_TEXT_
Unit 1: Random Variables & Statistical Distribution

Definition of Random Variables

  • Random: situations in which the certainty of the outcome is unknown and is at least in part due to chance

  • Variable: a value that may change given the scope of a given problem or set of operations

  • Random Variable: a variable whose outcome depends on chance (possible values represent the potential outcomes of a future experiment)

Today, we will denote a random variable with lowercase letters: x

Question: which one in the following options is random variable:

  1. any company’s revenue in 2025

  2. one specific company’s monthly revenue in 2025

  3. companies whose revenue is over $30 billion in 2025

My answer: only (a)

Types of Random Variables

  1. Continuous
    • Examples of continuous random variables:
      • x represents the height of a person, drawn at random
      • Y (the outcome/DV in a GLM)
      • Some variables like exam scores or motivation scores are not truly continuous variables, but it is convenient to treat them as continuous
  2. Discrete (also called categorical, generally)
    • Examples of discrete random variables:
      • x represents the gender of a person, drawn at random
      • Y (outcomes like yes/no; pass/not pass; master / not master a skill; survive / die)
  3. Mixture of Continuous and Discrete:
    • Example of a mixture: \[\begin{equation} x = \begin{cases} RT & \text{between 0 and 45 seconds} \\ 0 & \text{otherwise} \end{cases} \end{equation}\]

Key Features of Random Variable

  1. Random variables are each described by a probability density / mass function (PDF)\(f(x)\)

    • PDF indicates relative frequency of occurrence

    • A PDF is a mathematical function that provides a rough picture of the distribution from which a random variable is drawn

  2. The type of random variable dictates the name and nature of these functions:

    • Continuous random variables:

      • \(f(x)\) is called a probability density function

      • Area under curve must equal to 1 (found by calculus integration)

(Extracted records)
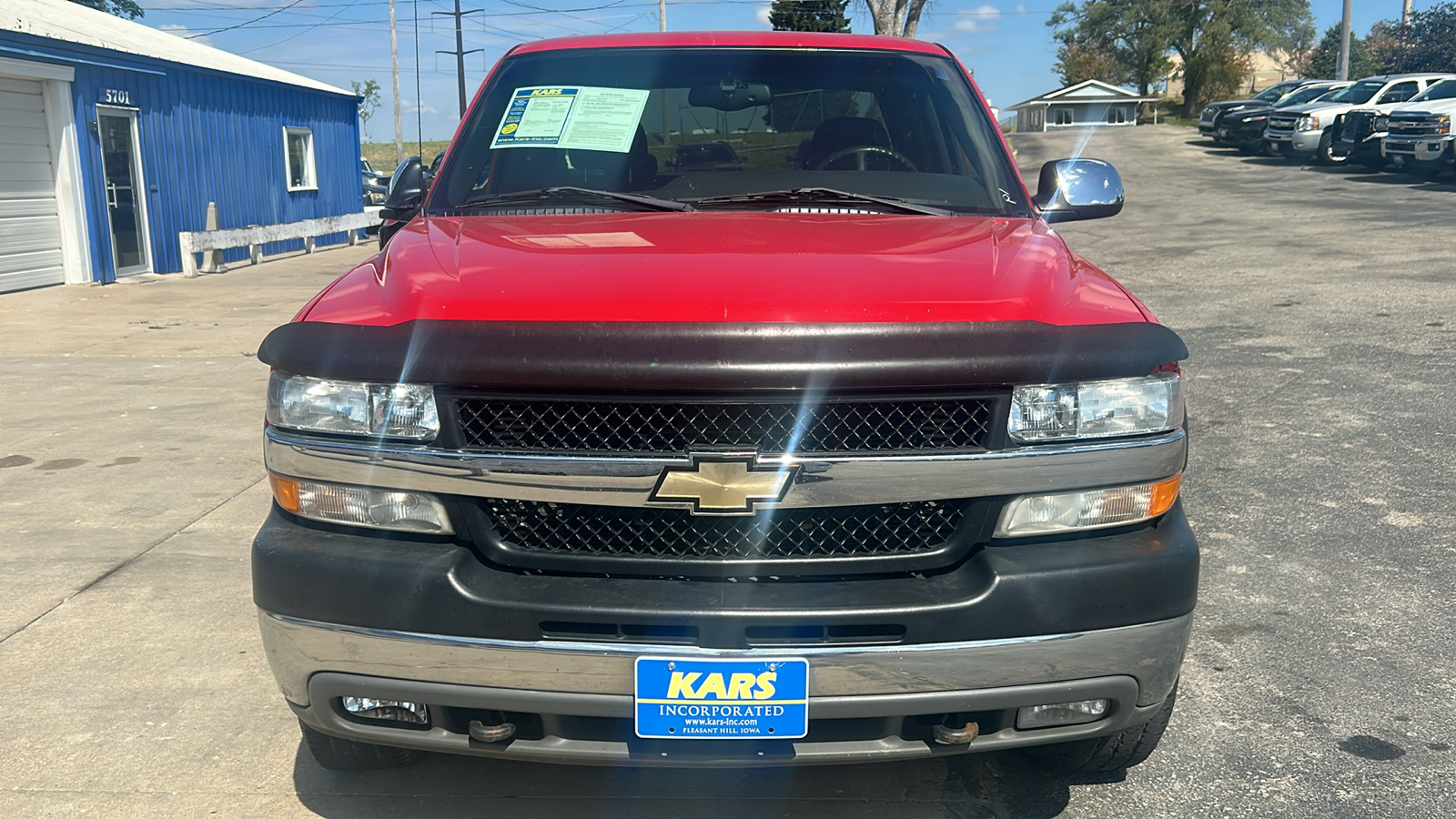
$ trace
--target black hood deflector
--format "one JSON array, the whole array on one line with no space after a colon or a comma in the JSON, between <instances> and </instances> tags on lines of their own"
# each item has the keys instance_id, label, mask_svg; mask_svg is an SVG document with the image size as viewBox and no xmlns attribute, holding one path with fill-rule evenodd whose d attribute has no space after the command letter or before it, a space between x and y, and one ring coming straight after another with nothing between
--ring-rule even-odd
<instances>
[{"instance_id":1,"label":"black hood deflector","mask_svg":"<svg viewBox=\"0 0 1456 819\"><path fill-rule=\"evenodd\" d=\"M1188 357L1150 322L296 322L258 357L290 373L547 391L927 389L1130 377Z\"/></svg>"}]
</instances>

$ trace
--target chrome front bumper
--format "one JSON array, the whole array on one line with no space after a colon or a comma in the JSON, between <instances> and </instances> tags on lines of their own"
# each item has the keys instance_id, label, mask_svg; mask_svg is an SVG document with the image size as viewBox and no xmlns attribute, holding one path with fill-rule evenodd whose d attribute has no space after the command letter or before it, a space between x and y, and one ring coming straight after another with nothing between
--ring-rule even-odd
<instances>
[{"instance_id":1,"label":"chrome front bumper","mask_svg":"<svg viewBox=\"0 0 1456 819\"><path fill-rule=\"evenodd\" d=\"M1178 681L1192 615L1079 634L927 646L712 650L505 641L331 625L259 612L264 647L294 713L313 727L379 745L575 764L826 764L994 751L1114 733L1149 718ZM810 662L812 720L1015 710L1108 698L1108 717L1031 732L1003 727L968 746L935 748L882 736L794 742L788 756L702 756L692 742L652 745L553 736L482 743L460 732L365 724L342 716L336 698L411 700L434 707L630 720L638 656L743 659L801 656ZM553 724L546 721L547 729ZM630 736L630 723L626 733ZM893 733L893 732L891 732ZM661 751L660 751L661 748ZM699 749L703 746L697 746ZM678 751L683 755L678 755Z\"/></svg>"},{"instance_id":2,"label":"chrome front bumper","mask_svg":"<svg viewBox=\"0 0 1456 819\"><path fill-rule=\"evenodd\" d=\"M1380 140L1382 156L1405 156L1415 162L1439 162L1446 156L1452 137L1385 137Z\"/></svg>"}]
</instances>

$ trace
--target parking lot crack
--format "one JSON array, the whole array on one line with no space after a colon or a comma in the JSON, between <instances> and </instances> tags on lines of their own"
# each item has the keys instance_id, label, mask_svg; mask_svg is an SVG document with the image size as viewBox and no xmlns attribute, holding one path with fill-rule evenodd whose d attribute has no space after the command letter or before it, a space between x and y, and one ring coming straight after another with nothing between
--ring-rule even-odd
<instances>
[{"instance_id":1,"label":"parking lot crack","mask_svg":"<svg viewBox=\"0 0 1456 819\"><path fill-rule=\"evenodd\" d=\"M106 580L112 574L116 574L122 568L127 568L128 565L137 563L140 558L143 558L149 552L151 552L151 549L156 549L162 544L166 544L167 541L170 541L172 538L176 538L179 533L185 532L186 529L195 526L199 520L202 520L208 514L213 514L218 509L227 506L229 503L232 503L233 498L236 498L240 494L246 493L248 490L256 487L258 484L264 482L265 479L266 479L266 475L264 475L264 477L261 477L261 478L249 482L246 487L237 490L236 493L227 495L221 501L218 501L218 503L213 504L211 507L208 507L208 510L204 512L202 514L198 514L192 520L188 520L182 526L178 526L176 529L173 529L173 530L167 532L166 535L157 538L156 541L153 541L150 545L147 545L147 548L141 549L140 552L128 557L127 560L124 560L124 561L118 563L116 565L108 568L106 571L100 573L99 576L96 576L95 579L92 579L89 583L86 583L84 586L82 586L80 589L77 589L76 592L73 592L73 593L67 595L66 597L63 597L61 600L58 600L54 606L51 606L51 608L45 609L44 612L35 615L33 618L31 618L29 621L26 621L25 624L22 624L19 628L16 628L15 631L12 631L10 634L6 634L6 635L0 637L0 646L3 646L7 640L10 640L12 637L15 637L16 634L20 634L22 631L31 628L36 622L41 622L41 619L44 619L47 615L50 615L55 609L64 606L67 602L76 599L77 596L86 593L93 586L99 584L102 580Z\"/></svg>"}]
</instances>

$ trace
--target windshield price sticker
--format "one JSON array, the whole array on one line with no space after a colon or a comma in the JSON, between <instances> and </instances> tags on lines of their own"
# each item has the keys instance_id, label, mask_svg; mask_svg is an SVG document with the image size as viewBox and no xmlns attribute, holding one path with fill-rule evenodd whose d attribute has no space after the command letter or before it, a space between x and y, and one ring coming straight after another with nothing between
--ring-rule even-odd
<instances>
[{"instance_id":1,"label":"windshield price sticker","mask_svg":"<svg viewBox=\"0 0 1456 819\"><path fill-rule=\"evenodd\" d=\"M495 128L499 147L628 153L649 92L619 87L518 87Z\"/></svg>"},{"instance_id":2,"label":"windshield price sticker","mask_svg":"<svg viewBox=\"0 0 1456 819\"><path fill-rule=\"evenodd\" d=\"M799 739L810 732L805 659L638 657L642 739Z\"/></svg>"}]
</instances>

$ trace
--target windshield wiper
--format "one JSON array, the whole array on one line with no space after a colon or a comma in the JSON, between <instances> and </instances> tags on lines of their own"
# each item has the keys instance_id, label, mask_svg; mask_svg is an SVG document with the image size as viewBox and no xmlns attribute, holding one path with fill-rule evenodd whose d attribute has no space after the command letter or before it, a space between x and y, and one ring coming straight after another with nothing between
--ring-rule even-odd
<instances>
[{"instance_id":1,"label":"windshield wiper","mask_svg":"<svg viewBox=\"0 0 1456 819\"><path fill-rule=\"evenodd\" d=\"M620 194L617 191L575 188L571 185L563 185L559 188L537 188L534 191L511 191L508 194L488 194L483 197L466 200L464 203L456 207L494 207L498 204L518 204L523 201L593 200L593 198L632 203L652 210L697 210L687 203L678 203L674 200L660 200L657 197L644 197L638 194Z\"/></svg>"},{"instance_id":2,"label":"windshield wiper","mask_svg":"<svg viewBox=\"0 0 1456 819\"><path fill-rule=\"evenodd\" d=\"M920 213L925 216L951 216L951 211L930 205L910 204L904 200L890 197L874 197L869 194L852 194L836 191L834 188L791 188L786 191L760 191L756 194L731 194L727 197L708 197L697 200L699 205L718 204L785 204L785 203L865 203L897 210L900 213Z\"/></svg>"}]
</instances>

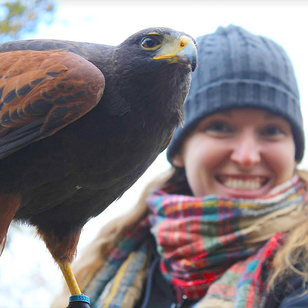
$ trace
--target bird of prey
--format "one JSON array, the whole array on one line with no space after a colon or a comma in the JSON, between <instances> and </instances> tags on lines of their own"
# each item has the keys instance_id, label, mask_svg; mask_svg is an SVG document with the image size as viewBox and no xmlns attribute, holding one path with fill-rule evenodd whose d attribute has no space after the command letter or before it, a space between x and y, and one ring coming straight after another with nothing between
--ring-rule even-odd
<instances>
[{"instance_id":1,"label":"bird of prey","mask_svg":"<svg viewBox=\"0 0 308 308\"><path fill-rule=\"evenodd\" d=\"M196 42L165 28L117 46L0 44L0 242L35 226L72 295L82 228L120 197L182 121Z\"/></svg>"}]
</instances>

_DIRECTION 1_
Reproduce the passage of the random variables notes from "Types of Random" up to and including "survive / die)".
_DIRECTION 2_
Summarize the random variables notes in two sentences.
_DIRECTION 3_
Continue the random variables notes from the point where they stop.
The items play no part in this work.

_WRITTEN RESPONSE 1_
Types of Random Variables

  1. Continuous
    • Examples of continuous random variables:
      • x represents the height of a person, drawn at random
      • Y (the outcome/DV in a GLM)
      • Some variables like exam scores or motivation scores are not truly continuous variables, but it is convenient to treat them as continuous
  2. Discrete (also called categorical, generally)
    • Examples of discrete random variables:
      • x represents the gender of a person, drawn at random
      • Y (outcomes like yes/no; pass/not pass; master / not master a skill; survive / die)

_WRITTEN RESPONSE 2_
The notes define a random variable as a variable whose outcome depends on chance, and they sort random variables into continuous, discrete, and mixed types, with examples such as the height or gender of a person drawn at random. Each random variable is described by a probability density or mass function that indicates relative frequency of occurrence, and for a continuous variable this probability density function must have an area under the curve equal to 1.

_WRITTEN RESPONSE 3_
      • Height of curve (the function value \(f(x)\)):

        • Can be any positive number

        • Reflects relative likelihood of an observation occurring

    • Discrete random variables:

      • \(f(x)\) is called a probability mass function

      • Sum across all values must equal 1

Note

Both maximum and minimum temperature values can be considered continuous random variables.

  • Question 1: For the density plot below, what are the total probabilities when integrating over all values of maximum and minimum temperatures ({1, 1} or {0.5, 0.5})?

  • Answer: It is {1, 1} for maximum and minimum temperatures because they are two separate random variables.

Code
library(tidyverse)
temp <- read.csv("data/temp_fayetteville.csv")
temp$value_F <- (temp$value / 10 * 1.8) + 32
temp |> 
  ggplot() +
  geom_density(aes(x = value_F, fill = datatype), col = "white", alpha = .8) +
  labs(x = "Max/Min Temperature (F) at Fayetteville, AR (Sep-2023)", 
       caption = "Source: National Oceanic and Atmospheric Administration (https://www.noaa.gov/)") +
  scale_x_continuous(breaks = seq(min(temp$value_F), max(temp$value_F), by = 5)) +
  scale_fill_manual(values = c("tomato", "turquoise")) +
  theme_classic(base_size = 13) 

Other key Terms

  • The sample space is the set of all values that a random variable x can take:
    • Example 1: The sample space for a random variable x from a normal distribution \(x \sim N(\mu_x, \sigma^2_x)\) is \((-\infty, +\infty)\).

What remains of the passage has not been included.